Task statement :: Filter the material below, keeping every line that contains the string "shirt". Matching is case-sensitive.

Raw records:
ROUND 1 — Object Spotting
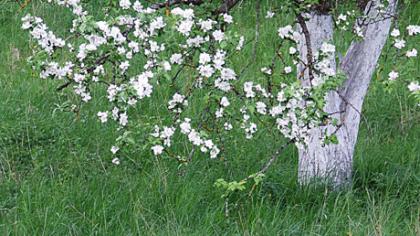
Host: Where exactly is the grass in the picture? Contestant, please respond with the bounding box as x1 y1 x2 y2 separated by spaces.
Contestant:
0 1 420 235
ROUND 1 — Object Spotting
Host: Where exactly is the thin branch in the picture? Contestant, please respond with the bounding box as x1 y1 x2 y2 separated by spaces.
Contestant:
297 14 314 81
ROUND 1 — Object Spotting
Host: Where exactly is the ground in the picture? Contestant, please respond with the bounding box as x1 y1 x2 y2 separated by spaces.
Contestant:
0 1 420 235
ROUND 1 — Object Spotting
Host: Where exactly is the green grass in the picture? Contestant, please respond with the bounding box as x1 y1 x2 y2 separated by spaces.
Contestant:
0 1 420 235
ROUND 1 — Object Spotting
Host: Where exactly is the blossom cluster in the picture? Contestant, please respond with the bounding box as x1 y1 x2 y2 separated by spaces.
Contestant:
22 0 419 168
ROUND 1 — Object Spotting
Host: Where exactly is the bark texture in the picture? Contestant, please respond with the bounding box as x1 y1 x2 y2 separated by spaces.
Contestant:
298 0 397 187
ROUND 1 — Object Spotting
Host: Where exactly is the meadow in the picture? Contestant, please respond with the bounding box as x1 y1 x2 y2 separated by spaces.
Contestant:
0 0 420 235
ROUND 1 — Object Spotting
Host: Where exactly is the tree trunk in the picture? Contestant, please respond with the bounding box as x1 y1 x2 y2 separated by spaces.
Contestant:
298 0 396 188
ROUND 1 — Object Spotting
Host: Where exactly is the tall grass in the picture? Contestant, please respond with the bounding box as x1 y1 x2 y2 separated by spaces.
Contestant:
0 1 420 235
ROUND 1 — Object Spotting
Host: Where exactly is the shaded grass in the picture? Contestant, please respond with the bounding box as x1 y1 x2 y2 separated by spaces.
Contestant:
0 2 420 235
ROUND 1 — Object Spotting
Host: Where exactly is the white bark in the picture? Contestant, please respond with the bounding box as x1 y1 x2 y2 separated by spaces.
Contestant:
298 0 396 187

...

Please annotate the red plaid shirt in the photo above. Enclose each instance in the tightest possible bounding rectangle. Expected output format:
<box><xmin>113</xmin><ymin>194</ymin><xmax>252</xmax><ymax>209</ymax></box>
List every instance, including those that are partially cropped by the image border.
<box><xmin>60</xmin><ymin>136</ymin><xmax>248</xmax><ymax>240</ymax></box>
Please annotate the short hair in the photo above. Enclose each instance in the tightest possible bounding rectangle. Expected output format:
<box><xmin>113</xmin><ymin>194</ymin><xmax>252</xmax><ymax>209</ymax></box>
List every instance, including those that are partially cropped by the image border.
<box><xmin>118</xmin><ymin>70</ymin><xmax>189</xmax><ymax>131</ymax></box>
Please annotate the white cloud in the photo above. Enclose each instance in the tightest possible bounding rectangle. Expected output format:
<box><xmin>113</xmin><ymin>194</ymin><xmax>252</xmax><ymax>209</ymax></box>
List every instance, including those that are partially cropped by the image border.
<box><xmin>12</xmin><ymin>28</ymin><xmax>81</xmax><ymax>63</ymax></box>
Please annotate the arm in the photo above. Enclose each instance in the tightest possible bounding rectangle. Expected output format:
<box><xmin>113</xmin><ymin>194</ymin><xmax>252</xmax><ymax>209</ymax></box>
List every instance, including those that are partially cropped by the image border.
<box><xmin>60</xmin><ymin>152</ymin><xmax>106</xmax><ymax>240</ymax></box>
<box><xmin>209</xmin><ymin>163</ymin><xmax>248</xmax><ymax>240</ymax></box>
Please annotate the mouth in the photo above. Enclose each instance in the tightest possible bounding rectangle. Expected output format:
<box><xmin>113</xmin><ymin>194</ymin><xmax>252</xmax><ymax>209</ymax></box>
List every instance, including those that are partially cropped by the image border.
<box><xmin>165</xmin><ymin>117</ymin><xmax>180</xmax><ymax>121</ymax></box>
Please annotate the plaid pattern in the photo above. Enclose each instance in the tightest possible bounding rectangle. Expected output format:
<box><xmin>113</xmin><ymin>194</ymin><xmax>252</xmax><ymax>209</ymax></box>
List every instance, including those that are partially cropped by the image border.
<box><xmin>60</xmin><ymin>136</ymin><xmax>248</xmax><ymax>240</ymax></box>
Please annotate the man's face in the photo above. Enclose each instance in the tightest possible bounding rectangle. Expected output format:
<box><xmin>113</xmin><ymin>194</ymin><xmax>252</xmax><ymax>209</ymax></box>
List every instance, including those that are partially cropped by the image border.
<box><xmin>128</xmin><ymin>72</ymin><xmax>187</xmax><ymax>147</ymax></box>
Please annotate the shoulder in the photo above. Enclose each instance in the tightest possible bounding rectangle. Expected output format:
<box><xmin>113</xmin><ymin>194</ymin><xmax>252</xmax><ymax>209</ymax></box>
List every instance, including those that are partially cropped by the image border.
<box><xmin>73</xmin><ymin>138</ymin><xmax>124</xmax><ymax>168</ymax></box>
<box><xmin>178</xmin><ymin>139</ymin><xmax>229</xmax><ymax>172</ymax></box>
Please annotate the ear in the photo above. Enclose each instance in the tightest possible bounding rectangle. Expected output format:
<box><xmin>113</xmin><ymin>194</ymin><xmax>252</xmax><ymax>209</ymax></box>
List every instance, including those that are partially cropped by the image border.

---

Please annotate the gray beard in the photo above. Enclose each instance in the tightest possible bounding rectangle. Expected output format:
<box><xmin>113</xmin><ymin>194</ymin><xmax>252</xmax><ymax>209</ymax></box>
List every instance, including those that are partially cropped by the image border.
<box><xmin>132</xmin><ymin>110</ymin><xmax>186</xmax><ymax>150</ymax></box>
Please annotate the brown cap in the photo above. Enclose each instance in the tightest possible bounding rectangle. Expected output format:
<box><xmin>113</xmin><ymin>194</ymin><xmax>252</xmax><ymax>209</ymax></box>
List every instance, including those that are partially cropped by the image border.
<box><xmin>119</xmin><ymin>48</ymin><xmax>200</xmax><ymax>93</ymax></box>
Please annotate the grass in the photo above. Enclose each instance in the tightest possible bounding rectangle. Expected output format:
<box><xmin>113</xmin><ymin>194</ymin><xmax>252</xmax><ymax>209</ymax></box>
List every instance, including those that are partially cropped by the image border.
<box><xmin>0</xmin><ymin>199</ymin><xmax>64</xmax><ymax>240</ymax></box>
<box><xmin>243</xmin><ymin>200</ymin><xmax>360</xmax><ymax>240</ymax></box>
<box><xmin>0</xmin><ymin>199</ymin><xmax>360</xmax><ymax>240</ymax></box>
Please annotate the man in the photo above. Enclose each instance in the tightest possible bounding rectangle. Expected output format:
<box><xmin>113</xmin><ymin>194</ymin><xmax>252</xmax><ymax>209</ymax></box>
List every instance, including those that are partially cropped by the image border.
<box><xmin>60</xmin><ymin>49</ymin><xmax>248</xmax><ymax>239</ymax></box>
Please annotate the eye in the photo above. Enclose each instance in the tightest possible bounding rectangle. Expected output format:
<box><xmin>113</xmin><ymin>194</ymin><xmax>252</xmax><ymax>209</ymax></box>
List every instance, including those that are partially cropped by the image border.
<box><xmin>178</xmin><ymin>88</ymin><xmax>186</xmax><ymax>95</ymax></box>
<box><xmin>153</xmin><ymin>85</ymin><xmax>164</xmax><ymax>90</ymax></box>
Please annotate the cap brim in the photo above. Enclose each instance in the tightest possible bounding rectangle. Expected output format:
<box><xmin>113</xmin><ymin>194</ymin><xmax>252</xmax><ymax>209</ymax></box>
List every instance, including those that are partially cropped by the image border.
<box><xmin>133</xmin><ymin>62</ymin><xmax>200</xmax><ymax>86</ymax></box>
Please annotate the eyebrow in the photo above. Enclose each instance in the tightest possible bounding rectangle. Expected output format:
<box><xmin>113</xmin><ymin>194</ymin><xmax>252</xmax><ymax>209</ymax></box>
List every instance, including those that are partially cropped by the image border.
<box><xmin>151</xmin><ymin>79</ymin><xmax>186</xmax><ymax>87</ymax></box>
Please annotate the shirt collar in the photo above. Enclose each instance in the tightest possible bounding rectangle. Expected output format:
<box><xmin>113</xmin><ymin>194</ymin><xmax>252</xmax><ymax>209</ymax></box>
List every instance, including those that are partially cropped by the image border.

Answer for the task ::
Please annotate the red plaid shirt in the photo above. Enclose each instance in the tightest possible bounding rectangle. Expected output format:
Please annotate the shirt collar in the photo above. Enclose each instance in the tightest possible bounding rectangle. Expected output format:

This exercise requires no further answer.